From the records below, pull out every line that contains the string "frame" and copy those lines unchanged. Treat upper and lower case as different.

※ ※ ※

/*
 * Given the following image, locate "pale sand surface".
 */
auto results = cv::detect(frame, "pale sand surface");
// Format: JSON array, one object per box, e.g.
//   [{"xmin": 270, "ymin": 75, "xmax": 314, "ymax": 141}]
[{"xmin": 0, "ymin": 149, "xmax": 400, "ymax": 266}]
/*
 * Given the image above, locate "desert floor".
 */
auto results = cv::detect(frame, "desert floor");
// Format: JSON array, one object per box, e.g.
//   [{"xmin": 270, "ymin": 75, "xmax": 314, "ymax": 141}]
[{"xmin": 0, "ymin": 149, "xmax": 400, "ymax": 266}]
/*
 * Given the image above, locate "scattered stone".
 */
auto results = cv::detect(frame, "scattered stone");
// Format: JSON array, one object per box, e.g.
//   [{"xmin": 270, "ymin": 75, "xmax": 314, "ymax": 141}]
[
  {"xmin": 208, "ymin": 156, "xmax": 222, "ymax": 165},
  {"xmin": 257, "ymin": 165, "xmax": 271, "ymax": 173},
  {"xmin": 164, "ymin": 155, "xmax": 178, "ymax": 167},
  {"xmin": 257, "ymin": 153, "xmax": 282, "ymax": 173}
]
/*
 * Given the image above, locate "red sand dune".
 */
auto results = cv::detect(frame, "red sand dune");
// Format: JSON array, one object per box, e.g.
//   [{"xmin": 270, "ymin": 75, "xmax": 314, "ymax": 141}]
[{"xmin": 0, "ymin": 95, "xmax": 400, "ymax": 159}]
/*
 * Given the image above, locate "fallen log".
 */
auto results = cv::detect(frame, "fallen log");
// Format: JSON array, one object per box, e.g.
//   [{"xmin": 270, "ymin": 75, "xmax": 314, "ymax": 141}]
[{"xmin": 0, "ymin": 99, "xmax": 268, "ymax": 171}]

※ ※ ※

FINAL RESULT:
auto results = cv::detect(frame, "pale sand surface");
auto results = cv::detect(frame, "desert floor");
auto results = cv::detect(frame, "scattered stone");
auto results = cv::detect(frame, "red sand dune");
auto results = cv::detect(frame, "fallen log");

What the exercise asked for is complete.